Collection entries
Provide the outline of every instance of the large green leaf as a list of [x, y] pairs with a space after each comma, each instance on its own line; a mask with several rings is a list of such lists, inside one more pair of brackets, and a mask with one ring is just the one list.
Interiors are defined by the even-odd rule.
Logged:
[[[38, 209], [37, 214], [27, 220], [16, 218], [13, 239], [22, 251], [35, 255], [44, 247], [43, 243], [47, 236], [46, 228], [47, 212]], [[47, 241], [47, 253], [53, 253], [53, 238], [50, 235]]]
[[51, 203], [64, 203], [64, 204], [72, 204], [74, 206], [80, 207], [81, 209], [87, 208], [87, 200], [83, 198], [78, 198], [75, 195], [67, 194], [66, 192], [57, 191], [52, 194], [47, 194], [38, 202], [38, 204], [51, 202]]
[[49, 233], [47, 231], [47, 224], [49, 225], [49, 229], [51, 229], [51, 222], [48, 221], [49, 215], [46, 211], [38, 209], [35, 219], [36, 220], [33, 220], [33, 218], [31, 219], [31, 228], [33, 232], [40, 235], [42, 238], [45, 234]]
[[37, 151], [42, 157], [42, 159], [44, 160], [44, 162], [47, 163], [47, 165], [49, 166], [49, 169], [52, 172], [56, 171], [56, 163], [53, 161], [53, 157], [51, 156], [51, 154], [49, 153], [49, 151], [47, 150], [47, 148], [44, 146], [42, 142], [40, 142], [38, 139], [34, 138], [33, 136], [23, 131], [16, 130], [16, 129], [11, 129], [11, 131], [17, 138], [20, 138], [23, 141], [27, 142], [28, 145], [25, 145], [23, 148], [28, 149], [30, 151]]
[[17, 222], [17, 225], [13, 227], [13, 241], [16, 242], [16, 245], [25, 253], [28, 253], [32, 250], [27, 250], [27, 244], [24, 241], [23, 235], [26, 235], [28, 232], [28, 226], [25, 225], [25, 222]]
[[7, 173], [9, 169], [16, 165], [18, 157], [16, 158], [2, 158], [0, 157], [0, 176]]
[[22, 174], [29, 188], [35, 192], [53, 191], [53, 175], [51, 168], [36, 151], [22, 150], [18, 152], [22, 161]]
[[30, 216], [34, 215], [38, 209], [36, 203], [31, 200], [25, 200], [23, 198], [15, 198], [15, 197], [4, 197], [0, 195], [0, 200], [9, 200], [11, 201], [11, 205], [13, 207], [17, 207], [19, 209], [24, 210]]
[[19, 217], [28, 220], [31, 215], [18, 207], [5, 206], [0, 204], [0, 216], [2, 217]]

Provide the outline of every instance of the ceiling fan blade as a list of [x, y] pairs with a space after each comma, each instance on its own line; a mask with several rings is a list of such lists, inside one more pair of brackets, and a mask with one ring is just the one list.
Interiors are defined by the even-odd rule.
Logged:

WHAT THIS TASK INVOLVES: Would you set down every record again, exactly as it appears above?

SOLUTION FOR THIS TASK:
Provide the outline of every instance of the large green leaf as a list of [x, y] pairs with a space after each comma, each instance on its own line; a mask with several rings is a list of such lists, inside one more pair of brackets, and a mask with one ring is just the one list.
Interiors are defined by the even-odd rule.
Logged:
[[[38, 209], [37, 214], [27, 220], [16, 218], [13, 239], [22, 251], [35, 255], [44, 247], [43, 243], [47, 236], [46, 228], [47, 212]], [[47, 241], [47, 253], [53, 253], [53, 238], [50, 235]]]
[[51, 203], [64, 203], [64, 204], [72, 204], [74, 206], [80, 207], [81, 209], [87, 208], [87, 200], [83, 198], [78, 198], [75, 195], [67, 194], [66, 192], [57, 191], [52, 194], [47, 194], [38, 202], [38, 204], [51, 202]]
[[49, 233], [47, 231], [47, 224], [49, 225], [49, 229], [51, 229], [51, 222], [48, 221], [49, 215], [46, 211], [38, 209], [35, 219], [36, 220], [33, 220], [33, 218], [31, 219], [31, 228], [33, 232], [40, 235], [42, 238], [45, 234]]
[[37, 151], [42, 157], [42, 159], [44, 160], [44, 162], [47, 163], [47, 165], [49, 166], [49, 169], [52, 172], [56, 171], [56, 163], [53, 161], [53, 157], [51, 156], [51, 154], [49, 153], [49, 151], [47, 150], [47, 148], [44, 146], [42, 142], [40, 142], [38, 139], [34, 138], [33, 136], [23, 131], [16, 130], [16, 129], [11, 129], [11, 131], [17, 138], [20, 138], [23, 141], [27, 142], [28, 145], [25, 145], [23, 148], [28, 149], [30, 151]]
[[17, 222], [17, 225], [13, 227], [13, 241], [16, 242], [16, 245], [25, 253], [28, 253], [32, 250], [27, 250], [27, 244], [24, 241], [23, 235], [26, 235], [28, 232], [28, 226], [25, 225], [25, 222]]
[[7, 173], [9, 169], [16, 165], [18, 157], [16, 158], [2, 158], [0, 157], [0, 176]]
[[22, 174], [29, 188], [35, 192], [53, 191], [53, 175], [51, 168], [36, 151], [22, 150], [18, 152], [22, 161]]
[[30, 216], [34, 215], [38, 209], [36, 203], [31, 200], [25, 200], [23, 198], [15, 198], [15, 197], [4, 197], [0, 195], [0, 200], [9, 200], [11, 201], [11, 205], [13, 207], [17, 207], [19, 209], [24, 210]]
[[19, 217], [28, 220], [31, 215], [18, 207], [5, 206], [0, 204], [0, 216], [2, 217]]

Provide the outline of every instance of the ceiling fan blade as a list of [x, y] pairs with a space after each comma, each instance on its own line; a mask with several rings is a list of such lists, inside one more pair of brackets, and a mask with one ring is just the one list.
Interiors are defined by the even-odd rule.
Logged:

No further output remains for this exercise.